## Exercise goal
Pull out each line in the items below that contains the string "butterfly", copying every such line in full.

### Data supplied

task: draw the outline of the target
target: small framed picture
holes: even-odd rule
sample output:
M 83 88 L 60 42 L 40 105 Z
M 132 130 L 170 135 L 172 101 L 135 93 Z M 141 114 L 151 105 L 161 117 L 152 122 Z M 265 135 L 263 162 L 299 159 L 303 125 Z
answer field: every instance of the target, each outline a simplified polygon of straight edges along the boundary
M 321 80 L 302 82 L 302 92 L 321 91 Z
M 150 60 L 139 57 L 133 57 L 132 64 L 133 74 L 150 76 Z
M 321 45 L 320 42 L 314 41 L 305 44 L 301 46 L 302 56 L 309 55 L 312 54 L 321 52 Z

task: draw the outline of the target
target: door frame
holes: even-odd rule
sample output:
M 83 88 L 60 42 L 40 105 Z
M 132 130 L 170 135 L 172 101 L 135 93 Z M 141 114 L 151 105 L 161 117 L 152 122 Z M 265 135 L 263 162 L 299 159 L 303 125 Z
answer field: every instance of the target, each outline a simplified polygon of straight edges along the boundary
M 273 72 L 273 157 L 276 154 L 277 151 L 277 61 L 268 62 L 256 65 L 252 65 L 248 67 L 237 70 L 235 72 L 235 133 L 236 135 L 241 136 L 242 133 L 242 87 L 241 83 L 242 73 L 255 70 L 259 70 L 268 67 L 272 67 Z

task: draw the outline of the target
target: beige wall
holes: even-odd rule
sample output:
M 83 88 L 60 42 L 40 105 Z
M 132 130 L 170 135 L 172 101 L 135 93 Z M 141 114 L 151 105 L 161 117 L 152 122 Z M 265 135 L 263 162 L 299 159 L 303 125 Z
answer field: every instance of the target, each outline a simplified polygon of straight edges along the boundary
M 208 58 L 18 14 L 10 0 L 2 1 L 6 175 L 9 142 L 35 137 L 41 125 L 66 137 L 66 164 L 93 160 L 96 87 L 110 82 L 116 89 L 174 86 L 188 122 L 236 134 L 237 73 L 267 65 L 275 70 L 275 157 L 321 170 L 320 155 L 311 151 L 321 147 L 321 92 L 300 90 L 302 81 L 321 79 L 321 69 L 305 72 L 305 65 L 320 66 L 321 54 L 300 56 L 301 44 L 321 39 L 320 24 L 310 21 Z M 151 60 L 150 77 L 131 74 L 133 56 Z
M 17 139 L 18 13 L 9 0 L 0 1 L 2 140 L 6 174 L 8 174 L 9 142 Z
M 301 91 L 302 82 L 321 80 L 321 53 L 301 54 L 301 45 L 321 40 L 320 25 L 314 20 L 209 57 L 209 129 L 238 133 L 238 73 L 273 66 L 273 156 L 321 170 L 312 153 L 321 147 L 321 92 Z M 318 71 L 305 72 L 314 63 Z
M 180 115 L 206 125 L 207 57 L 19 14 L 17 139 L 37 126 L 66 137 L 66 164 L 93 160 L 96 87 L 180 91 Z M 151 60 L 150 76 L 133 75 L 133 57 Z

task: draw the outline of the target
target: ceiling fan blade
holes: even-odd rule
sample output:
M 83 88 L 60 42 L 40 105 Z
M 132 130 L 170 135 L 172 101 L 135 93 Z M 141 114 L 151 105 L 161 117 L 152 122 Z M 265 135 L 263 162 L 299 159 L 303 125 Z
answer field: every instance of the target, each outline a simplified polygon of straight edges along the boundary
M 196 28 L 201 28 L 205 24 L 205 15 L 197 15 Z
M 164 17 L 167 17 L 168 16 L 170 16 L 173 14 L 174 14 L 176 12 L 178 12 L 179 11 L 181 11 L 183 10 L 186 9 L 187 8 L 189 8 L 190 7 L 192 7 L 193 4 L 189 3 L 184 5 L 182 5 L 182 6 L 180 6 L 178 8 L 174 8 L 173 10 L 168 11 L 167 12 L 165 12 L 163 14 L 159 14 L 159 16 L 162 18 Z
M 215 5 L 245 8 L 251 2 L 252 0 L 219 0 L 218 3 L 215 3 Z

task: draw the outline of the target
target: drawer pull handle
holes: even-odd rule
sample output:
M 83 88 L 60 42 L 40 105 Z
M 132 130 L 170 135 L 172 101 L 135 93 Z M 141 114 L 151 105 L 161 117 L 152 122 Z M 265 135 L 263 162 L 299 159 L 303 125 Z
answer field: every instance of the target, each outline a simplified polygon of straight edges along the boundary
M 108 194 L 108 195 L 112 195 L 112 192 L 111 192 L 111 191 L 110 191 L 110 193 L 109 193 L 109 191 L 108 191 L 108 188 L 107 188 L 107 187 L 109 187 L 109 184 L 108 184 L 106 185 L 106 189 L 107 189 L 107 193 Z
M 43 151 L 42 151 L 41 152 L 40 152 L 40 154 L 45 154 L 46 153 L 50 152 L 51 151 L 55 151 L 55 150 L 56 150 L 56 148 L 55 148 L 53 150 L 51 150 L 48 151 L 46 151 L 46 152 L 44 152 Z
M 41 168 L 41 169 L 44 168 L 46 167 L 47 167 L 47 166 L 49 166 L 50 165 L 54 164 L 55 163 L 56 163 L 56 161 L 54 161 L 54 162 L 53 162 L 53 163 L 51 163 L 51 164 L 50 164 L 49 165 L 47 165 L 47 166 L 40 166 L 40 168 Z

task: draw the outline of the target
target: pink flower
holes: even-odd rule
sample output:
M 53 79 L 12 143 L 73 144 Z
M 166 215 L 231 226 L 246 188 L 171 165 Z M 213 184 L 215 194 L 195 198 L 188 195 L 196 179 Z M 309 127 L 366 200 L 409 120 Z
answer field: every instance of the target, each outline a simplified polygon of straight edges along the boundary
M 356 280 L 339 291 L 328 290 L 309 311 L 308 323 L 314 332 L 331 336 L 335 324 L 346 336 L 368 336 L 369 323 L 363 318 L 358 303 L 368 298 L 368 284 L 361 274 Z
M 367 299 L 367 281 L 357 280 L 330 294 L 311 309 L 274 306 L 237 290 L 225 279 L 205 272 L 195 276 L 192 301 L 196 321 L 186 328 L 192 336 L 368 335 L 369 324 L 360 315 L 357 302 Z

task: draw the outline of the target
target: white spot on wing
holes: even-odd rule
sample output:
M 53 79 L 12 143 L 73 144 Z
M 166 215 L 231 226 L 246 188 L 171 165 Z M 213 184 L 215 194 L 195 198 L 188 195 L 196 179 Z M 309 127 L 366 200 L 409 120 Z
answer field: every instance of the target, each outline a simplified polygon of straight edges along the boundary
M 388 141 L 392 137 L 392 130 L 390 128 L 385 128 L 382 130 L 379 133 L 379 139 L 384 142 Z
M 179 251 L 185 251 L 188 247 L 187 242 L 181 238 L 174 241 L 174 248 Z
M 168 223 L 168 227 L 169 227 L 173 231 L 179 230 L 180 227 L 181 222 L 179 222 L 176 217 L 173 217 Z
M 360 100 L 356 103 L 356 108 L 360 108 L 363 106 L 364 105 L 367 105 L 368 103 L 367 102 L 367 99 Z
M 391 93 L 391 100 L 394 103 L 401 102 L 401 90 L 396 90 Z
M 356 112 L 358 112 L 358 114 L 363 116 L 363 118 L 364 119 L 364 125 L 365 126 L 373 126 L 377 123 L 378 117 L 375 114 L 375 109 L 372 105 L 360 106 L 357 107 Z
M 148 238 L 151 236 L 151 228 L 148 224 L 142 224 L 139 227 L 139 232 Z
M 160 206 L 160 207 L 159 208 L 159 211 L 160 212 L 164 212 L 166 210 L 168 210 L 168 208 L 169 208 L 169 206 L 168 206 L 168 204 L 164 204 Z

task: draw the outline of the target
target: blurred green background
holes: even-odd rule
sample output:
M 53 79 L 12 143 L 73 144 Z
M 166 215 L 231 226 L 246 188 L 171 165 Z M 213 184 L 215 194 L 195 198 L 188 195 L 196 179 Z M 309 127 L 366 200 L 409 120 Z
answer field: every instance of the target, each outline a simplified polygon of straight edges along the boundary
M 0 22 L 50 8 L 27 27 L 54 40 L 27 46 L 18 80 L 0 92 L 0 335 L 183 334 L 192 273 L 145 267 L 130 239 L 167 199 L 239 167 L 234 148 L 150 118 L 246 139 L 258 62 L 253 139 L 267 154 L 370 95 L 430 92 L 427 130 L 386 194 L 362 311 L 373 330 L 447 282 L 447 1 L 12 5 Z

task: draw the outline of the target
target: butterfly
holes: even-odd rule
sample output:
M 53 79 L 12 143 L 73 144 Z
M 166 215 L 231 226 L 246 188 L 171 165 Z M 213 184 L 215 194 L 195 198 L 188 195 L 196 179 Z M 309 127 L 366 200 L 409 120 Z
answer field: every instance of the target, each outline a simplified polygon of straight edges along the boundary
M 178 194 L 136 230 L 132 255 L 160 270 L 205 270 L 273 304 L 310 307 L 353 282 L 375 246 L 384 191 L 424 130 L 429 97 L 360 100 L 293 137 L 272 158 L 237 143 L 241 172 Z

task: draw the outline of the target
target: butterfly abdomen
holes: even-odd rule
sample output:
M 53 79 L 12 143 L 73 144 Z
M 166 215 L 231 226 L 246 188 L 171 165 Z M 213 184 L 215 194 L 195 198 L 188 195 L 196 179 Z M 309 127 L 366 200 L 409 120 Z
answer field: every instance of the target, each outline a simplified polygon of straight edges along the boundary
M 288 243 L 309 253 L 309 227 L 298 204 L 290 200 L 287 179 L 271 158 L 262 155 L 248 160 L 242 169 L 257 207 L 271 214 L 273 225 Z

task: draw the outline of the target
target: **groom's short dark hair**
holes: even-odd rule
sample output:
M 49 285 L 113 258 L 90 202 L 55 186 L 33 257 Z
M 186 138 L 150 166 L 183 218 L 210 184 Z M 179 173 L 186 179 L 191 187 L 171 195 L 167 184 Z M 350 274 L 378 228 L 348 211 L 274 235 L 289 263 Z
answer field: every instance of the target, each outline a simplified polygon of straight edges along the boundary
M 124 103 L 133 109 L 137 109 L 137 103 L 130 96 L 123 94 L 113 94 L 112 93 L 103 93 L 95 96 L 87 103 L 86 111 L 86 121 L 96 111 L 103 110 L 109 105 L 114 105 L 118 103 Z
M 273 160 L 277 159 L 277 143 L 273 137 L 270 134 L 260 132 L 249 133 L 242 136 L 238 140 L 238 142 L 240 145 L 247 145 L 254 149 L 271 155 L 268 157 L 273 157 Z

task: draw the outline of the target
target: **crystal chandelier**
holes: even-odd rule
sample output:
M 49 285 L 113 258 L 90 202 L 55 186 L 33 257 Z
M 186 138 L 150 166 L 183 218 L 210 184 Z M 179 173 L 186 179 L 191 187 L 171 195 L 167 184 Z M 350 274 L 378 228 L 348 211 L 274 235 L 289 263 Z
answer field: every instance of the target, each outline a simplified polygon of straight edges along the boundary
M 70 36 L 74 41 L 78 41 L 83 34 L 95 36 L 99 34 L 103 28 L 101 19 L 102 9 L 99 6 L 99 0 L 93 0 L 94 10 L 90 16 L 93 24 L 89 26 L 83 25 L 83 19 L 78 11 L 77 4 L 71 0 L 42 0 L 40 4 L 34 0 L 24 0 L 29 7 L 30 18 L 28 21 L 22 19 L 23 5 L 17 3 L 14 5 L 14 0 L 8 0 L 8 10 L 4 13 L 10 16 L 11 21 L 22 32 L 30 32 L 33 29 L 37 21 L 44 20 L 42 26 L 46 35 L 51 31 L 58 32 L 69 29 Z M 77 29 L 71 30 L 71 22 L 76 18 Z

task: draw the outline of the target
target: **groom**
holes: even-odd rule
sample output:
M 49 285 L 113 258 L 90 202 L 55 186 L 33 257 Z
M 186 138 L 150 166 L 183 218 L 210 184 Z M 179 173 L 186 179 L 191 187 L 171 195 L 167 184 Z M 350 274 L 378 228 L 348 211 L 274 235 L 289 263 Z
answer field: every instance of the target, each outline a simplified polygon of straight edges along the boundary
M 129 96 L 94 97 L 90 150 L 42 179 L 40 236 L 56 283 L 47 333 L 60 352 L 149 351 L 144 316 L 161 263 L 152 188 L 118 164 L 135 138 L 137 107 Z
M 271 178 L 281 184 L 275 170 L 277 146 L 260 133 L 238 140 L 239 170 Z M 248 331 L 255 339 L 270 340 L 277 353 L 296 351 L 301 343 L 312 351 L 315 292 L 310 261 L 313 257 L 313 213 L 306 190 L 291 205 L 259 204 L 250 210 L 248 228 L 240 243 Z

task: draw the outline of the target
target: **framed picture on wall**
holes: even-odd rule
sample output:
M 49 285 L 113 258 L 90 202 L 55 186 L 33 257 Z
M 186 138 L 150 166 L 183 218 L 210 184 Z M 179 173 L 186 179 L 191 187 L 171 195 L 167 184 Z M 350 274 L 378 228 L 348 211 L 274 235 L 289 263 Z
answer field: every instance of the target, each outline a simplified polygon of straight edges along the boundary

######

## Answer for this exercise
target: butterfly
target: butterfly abdomen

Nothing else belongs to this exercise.